Top of PROVIDED TEXT

A petition to prevent cuts to therapy for adults with eating disorders has so far gained more than 2,500 signatures.
A service review of the adult eating disorder services at Springfield Hospital would see an overhaul of the programme, including slashing psychotherapy for inpatient and day patients.
The petition, which is supported by the UK’s leading eating disorder charity Beat, argues that the changes could remove necessary support for seriously unwell people and that patients were not sufficiently consulted.
The author of the petition, Gabriella Rutzler, 20, said: “I’ve been battling with anorexia for five years and have been in treatment for four years.
“I’m currently at a healthy weight, which brings its challenges, but generally is a much happier place to be at for me.
“I feel extremely lucky to have had access to the resources now being scrapped. More than anything I just feel angry.”
Gabriella was once an inpatient in the Avalon service at Springfield Hospital, where therapy will be reduced from 1.1 to 0.2 hours per week.
Day unit therapies will be reduced to allow only three out of 10 patients to receive individual therapy and two key psychotherapy groups have been cut.
Psychodrama provision has been removed after being part of the programme for 19 years.
This is not due to cuts, but due to the focus shifting to outpatient services at Springfield Hospital, as well as a number of other changes.
The South West London and St George’s Mental Health Trust said that the changes were in line with guidelines from the National Institute for Clinical Excellence.
They cited improvements such as a new nurse manager post in the eating disorders day unit providing physical and clinical management and leadership in the form of a new senior clinical occupational therapy role.
They also promised improved coordination of care and treatment for patients moving into or out of services and improved reflexive practice for the inpatient multi-disciplinary team who care for patients.
Clinical director for forensic, specialist and national services at the Trust, Dr Mari Harty, said: “The changes will mean that both staff and patients can benefit across the inpatient, day unit and outpatient eating disorder service.
“Not everyone will agree with these changes – but it’s really important that everyone signing the petition knows that we are absolutely clear that we are committed to providing the very best possible care and treatment to our patients and we would not make changes – no matter how small, if they were not going to improve the service we provide.”
Gabriella argues that mental health nurses are a valuable asset to a multi-disciplinary team, but they are not trained to provide the level of psychological support patients need.
They also claim that while NICE recommend short admissions and therapy within the community, eating disorders are complex and longer stays are necessary for some people; meanwhile many vulnerable people are unable to access therapy in the community.
A patient, who did not want to be named, added: “Not only is therapy needed to deal with the underlying difficulties, but re-feeding whether by coercion or by force, is traumatic.
“If patients are detained under the Mental Health Act, as many needing inpatient eating disorder treatment are, appropriate treatment must be available.

Bottom of PROVIDED TEXT
Top of ENTRIES PROVIDED

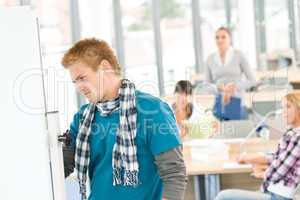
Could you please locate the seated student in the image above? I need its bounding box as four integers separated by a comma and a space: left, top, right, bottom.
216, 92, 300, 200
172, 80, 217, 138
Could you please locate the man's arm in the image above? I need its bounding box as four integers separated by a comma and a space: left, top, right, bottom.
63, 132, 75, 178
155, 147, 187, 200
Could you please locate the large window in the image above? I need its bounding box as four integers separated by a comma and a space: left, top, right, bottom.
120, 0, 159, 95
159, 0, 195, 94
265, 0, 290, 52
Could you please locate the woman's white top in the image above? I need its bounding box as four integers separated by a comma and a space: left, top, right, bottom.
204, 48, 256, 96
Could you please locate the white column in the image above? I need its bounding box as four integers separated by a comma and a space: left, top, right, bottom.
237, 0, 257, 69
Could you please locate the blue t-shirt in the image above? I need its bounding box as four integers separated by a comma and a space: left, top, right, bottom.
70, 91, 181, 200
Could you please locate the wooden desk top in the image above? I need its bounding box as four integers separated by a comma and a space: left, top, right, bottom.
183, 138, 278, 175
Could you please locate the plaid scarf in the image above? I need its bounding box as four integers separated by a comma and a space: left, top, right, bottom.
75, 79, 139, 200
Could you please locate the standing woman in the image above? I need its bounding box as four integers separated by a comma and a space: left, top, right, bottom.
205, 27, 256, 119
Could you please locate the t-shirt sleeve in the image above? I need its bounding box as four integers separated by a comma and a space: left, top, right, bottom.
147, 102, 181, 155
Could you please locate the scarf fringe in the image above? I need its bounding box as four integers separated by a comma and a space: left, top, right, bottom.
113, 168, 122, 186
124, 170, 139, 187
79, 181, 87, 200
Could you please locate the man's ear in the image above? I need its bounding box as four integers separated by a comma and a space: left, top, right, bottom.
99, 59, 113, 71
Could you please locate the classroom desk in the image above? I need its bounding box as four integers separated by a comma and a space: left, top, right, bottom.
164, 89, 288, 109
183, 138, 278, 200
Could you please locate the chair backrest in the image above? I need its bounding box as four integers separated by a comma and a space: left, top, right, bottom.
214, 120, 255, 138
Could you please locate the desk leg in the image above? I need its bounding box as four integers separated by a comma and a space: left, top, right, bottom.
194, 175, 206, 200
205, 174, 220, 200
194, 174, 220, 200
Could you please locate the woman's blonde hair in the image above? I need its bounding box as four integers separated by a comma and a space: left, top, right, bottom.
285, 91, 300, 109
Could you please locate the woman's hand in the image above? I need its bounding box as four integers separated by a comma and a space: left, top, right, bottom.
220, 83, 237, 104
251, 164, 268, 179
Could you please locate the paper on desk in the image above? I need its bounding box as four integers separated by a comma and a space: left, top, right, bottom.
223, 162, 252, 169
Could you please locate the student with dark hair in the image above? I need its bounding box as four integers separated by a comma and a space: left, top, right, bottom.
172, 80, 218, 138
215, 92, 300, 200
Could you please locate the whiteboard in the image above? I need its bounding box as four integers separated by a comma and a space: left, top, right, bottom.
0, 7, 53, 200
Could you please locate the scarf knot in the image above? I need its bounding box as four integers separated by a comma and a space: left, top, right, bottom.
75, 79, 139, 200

Bottom of ENTRIES PROVIDED

▶ **YOUR TASK**:
Do these statements agree with the article about the eating disorder therapy petition? Answer yes or no for each, quoting the text's deciding words.
1. The petition has gained more than 2,500 signatures.
2. Psychodrama had been part of the programme for 10 years.
3. Therapy in the Avalon service will drop to 0.2 hours per week.
The listing comes from a separate source.

▶ **OUTPUT BELOW**:
1. Yes: "has so far gained more than 2,500 signatures"
2. No: "after being part of the programme for 19 years"
3. Yes: "will be reduced from 1.1 to 0.2 hours per week"